*WHAT THE EXERCISE ASKS*
Look through the entries below and report every line that has "wooden".

[Collected data entries]
----
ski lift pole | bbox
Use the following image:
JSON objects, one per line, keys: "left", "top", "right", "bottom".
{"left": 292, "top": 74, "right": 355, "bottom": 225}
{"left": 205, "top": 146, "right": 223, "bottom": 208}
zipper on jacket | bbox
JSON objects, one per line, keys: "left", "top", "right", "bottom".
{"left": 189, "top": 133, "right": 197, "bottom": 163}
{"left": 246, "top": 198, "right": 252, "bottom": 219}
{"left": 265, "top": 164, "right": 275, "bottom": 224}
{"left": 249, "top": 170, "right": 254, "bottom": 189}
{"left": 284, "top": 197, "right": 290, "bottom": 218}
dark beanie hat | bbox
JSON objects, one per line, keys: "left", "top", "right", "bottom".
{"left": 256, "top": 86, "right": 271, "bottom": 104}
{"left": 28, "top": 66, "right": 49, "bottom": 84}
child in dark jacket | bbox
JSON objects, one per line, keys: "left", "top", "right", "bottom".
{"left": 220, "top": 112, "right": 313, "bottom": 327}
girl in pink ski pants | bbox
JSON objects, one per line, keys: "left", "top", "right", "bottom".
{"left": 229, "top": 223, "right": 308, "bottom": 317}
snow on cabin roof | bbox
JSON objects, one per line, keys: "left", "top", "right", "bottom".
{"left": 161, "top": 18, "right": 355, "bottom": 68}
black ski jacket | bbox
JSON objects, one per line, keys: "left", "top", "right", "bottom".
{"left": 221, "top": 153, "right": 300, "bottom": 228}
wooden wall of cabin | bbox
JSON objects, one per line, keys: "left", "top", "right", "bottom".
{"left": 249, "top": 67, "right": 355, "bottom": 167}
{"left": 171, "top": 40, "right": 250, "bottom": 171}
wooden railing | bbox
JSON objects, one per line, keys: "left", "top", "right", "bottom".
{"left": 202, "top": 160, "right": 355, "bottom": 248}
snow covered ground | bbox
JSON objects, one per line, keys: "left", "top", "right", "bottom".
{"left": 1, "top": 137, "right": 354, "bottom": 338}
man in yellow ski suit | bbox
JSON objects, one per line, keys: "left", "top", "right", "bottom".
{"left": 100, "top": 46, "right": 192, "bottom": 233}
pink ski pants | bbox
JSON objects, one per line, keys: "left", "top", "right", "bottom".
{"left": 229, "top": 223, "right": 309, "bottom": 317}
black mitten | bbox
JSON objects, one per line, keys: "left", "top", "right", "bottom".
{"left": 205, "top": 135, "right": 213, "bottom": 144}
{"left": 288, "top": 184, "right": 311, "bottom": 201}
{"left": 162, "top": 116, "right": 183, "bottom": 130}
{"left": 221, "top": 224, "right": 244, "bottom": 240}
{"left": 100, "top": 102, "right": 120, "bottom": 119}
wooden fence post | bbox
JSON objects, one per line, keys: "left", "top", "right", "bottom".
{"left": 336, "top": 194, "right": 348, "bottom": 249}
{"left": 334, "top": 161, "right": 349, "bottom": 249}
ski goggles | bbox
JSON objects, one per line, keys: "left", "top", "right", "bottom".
----
*TASK RESULT*
wooden wall of cabin | bbox
wooden railing | bbox
wooden fence post | bbox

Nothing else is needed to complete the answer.